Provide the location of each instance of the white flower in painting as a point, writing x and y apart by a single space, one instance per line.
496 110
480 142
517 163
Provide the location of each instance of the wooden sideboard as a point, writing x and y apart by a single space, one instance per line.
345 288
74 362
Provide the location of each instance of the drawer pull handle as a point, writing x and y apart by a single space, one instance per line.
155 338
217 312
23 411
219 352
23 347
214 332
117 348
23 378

————————

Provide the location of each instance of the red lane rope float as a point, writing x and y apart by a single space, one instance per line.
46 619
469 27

————————

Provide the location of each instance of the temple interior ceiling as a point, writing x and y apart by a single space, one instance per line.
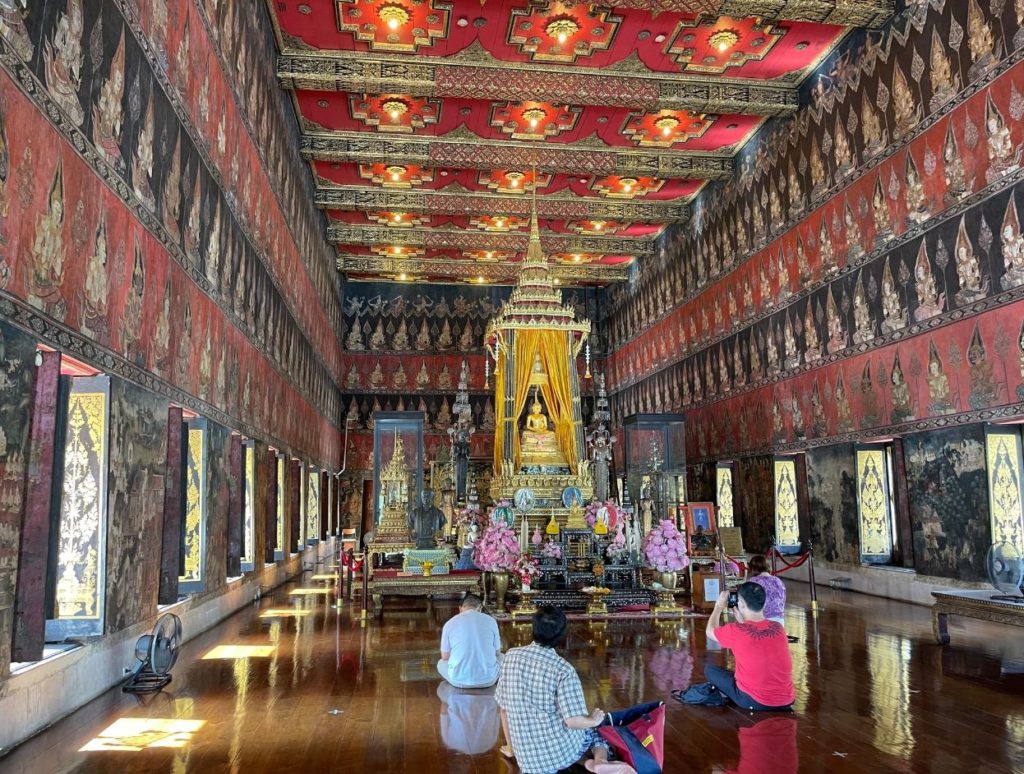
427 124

————————

Return every line of the records that contains the string "space", matching case exactly.

Provide the location of each instance of the white flower in painting as a point, writing x and y apart by a single space, one instance per line.
Provide the location of each instance of the wooden sideboard as a point, writing x and y apart by a single space, one instance per line.
Provide the location of each instance of the drawer pull handle as a point, writing x and y apart by a single space, one instance per line.
Provide the location of each instance of the red lane rope float as a point, writing x and y apart by a single space, one instance per line.
Provide the location of each instance of the temple interior ceiling as a point, writing x and y apart by a single space, one instance per line.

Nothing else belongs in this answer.